● Entries supplied

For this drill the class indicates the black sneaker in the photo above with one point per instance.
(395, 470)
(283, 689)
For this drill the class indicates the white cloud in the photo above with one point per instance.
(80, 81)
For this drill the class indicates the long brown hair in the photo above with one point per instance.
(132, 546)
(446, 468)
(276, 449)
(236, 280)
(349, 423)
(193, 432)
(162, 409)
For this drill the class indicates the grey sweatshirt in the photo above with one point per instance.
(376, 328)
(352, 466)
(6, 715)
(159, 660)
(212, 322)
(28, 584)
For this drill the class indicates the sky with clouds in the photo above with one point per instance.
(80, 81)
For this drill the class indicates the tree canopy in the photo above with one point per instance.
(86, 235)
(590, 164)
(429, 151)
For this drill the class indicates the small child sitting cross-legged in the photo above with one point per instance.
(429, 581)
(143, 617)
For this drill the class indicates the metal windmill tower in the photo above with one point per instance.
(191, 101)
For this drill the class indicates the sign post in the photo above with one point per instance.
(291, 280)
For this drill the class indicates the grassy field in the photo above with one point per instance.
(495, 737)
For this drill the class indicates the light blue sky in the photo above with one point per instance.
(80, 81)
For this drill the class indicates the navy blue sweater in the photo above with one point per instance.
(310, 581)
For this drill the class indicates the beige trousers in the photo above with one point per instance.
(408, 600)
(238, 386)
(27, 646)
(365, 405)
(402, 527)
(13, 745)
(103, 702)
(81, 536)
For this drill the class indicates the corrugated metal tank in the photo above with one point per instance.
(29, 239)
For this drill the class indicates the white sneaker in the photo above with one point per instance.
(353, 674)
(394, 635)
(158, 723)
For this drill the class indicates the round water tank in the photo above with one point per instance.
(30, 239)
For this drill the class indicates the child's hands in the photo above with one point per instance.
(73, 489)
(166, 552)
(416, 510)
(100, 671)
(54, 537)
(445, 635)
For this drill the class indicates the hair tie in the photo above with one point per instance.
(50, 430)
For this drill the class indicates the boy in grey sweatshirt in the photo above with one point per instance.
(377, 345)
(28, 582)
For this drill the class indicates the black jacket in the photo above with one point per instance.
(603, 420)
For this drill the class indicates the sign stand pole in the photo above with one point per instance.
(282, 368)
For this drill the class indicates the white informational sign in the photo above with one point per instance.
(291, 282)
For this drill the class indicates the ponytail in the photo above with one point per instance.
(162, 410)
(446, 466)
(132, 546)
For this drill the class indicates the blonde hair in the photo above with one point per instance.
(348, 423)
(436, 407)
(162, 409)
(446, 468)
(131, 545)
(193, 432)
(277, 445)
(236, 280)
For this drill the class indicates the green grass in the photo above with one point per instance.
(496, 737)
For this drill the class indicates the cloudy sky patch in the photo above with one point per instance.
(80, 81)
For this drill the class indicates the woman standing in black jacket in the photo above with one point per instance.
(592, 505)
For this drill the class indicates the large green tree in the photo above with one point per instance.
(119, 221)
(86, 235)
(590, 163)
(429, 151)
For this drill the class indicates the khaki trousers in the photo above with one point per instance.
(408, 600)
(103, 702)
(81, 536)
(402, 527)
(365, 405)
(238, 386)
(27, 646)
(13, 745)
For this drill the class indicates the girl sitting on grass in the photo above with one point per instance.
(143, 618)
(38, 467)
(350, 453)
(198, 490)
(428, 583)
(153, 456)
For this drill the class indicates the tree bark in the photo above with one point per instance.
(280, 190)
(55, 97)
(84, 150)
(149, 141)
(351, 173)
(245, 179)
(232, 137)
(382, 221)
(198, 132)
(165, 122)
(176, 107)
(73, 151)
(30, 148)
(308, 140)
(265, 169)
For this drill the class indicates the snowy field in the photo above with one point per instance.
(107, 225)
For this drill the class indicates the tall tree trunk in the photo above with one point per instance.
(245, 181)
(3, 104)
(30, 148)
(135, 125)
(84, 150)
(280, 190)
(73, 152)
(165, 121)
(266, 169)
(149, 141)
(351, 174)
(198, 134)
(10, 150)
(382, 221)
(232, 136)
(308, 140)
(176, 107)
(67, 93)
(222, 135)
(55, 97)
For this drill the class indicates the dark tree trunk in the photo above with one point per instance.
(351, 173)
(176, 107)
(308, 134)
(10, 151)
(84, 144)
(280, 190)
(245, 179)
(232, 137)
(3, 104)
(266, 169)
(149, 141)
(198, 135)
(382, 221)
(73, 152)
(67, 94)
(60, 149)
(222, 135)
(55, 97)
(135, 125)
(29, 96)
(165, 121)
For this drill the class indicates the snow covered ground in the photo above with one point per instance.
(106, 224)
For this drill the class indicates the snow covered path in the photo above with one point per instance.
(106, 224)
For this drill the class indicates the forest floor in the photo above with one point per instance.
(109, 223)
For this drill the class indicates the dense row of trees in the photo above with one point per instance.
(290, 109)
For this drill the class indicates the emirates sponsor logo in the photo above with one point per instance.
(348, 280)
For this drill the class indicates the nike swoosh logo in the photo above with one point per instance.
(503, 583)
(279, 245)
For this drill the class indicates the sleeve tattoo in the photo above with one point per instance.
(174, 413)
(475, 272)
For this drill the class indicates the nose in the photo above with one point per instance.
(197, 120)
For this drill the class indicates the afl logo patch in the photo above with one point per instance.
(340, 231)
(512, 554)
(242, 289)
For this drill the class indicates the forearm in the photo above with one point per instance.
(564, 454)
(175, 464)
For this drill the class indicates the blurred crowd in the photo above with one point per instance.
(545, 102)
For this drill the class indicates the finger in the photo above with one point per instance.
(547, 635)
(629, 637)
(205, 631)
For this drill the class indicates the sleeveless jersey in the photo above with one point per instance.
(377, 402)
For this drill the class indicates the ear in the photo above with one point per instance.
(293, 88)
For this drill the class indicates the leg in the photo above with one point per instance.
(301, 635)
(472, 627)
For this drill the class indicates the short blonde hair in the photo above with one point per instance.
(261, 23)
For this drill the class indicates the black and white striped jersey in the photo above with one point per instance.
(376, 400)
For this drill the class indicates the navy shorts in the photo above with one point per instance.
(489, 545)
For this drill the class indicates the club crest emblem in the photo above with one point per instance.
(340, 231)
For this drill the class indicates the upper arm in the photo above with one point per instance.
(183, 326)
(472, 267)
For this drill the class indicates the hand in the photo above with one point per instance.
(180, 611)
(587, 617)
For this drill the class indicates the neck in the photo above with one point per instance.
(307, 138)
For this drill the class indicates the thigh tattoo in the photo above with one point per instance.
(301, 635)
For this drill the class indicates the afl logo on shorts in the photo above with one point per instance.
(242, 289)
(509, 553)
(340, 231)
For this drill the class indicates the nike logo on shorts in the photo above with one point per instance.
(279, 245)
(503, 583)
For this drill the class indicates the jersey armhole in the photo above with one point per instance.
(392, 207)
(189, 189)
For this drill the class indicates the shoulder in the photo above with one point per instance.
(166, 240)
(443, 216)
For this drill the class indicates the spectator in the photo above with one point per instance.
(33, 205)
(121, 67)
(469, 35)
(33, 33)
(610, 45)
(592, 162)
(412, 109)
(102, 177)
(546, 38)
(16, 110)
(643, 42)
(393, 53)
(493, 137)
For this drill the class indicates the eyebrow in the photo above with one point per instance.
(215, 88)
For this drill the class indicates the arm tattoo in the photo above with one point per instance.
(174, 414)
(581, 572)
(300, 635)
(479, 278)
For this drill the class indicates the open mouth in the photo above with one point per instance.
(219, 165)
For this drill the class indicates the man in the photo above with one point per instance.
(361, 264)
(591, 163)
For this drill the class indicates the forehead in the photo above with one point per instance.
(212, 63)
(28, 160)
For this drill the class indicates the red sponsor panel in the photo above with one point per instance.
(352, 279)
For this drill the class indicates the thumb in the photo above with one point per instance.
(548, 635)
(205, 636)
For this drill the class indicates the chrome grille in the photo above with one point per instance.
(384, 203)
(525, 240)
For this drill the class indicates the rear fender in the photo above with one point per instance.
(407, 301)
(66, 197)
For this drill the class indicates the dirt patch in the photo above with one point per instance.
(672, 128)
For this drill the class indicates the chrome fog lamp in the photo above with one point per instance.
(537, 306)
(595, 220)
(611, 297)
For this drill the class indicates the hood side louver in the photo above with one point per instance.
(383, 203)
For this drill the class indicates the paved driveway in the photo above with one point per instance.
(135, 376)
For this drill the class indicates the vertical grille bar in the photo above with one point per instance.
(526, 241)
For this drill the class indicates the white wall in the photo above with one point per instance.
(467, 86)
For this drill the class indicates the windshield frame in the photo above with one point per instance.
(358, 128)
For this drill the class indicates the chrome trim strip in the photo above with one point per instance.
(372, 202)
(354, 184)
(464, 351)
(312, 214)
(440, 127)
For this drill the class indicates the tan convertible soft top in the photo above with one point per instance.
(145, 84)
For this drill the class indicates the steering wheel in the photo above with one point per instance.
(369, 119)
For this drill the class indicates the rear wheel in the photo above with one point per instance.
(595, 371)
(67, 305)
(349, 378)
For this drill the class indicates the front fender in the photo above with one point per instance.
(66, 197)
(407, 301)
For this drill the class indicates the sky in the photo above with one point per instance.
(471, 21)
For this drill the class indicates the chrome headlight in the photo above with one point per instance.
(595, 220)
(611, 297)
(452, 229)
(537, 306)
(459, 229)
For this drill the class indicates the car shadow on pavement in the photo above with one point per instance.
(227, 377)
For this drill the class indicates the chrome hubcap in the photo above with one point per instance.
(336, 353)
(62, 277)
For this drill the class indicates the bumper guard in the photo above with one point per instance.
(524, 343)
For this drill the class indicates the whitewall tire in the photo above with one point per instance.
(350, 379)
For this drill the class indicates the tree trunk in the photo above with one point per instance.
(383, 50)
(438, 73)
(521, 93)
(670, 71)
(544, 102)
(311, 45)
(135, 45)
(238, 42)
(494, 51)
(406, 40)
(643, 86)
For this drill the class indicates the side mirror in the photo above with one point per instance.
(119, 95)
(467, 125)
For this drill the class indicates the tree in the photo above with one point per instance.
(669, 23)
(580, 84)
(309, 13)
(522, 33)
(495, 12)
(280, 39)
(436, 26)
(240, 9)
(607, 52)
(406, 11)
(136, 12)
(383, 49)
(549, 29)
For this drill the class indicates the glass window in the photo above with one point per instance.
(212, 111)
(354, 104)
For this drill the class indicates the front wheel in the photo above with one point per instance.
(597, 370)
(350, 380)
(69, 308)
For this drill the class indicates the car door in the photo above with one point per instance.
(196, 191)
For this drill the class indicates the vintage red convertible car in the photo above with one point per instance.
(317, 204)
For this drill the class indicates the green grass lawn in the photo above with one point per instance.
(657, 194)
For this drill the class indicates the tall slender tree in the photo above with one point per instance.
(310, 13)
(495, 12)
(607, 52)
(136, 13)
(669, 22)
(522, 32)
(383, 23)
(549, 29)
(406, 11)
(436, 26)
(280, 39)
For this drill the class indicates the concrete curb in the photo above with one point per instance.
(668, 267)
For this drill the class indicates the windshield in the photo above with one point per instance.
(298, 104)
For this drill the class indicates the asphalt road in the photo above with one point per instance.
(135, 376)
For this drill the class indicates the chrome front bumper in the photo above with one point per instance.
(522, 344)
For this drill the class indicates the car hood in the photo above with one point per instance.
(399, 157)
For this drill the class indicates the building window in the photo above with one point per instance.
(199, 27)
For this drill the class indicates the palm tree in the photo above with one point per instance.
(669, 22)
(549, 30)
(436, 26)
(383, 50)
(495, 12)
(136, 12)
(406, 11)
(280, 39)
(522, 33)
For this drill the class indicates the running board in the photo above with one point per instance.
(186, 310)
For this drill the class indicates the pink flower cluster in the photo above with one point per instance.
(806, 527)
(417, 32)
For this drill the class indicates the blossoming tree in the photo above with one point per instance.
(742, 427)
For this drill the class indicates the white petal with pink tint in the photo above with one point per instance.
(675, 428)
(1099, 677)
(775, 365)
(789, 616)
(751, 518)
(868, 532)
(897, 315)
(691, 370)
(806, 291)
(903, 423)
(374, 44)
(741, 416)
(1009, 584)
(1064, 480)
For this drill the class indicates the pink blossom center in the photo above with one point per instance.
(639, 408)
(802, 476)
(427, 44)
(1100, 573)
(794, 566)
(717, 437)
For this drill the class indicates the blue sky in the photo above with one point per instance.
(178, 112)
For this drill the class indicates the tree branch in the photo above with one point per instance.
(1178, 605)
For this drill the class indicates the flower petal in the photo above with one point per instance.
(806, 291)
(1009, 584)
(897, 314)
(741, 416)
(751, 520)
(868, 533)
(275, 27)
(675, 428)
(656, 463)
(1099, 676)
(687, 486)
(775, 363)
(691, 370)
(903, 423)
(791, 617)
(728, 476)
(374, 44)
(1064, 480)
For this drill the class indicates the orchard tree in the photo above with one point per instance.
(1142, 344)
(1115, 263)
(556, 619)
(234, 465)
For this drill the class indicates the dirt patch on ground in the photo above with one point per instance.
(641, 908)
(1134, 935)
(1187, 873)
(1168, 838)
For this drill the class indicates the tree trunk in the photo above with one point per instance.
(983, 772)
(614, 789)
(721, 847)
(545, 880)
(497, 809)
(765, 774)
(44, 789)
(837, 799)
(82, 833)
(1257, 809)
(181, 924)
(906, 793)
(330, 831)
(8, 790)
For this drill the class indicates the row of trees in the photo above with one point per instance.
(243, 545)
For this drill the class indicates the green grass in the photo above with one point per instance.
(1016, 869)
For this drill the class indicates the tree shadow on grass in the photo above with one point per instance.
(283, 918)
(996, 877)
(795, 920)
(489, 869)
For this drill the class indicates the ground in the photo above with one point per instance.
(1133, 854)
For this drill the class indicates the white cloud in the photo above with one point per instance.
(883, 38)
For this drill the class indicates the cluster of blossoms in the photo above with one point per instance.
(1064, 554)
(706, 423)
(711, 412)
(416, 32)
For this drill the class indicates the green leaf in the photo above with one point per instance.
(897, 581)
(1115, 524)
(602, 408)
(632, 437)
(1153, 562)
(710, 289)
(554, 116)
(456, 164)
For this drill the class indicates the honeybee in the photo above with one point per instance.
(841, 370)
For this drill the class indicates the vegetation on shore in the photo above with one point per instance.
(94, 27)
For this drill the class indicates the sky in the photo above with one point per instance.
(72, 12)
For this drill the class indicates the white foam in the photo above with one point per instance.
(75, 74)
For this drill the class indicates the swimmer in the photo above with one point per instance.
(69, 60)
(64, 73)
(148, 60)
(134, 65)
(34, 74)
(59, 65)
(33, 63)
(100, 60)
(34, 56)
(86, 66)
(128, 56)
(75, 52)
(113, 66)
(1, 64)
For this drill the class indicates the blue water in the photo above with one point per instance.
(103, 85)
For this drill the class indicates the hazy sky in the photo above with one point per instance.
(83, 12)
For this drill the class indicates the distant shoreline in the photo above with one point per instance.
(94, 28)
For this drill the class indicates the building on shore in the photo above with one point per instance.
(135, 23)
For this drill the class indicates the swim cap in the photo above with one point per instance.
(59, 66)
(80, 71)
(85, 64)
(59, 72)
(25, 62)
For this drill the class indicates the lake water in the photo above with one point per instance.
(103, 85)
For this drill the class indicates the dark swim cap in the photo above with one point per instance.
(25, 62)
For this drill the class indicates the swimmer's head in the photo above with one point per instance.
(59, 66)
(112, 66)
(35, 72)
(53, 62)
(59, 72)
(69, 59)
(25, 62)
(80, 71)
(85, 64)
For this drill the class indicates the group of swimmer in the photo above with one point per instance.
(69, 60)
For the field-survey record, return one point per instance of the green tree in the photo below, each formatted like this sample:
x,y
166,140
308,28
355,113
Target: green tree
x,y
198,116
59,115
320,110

● What this task involves
In the listing above, find the line with "For this drill the class indicates the dark swim", then copy it and every later line exactly, through the last line, and nothing else.

● Answer section
For this drill the class indicates the dark swim cap in the photo above with one point per instance.
(25, 62)
For this drill the class indicates the swimmer's head in the photo above with one point per instance.
(59, 66)
(112, 66)
(35, 72)
(53, 62)
(59, 72)
(69, 59)
(25, 62)
(80, 71)
(85, 64)
For this drill the class indicates the group of swimmer in the photo above with one point per instance.
(69, 60)
For the field-survey record, return one point per instance of the green tree in the photo below, each formatted like this sample:
x,y
166,140
308,28
355,113
Target: green tree
x,y
198,116
59,115
320,110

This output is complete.